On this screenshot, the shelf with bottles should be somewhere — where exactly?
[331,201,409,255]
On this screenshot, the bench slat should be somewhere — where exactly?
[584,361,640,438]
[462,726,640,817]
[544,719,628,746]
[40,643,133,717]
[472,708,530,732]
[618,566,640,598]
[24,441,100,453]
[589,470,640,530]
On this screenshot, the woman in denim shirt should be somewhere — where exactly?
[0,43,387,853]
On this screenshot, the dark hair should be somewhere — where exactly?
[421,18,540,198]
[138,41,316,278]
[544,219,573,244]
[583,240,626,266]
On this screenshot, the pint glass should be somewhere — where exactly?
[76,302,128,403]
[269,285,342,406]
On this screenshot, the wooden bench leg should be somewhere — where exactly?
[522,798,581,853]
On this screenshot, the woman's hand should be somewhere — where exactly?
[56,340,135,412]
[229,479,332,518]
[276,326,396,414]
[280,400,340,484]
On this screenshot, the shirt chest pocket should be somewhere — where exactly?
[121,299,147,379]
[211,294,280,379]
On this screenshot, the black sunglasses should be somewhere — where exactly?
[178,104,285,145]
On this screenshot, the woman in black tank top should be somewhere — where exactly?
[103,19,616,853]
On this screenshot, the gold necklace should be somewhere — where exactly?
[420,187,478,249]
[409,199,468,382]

------------

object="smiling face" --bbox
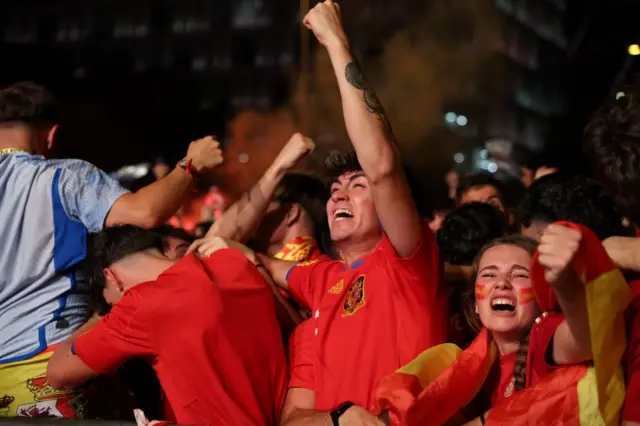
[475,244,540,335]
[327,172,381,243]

------------

What you are asked to do:
Render the material from the line containing "On this screenshot, the wooden" down to the line containing "[211,294,280,379]", both included, as a Markdown table with the columns Row and Entry. Put a row number in Row, put each line in Entry, and leave out blank lines.

Expected output:
| Row | Entry |
|---|---|
| 1 | On this screenshot, the wooden bench leg should be somewhere — where exactly? |
| 2 | [522,798,581,853] |
| 3 | On this screenshot, the woman's hand should be somewhere — where exactly? |
| 4 | [56,340,135,412] |
| 5 | [229,479,332,518] |
| 6 | [276,326,396,414] |
| 7 | [280,400,340,484] |
| 8 | On this screenshot, the shirt chest pocket should be somewhere — where exactly? |
| 9 | [121,299,147,379] |
| 10 | [211,294,280,379] |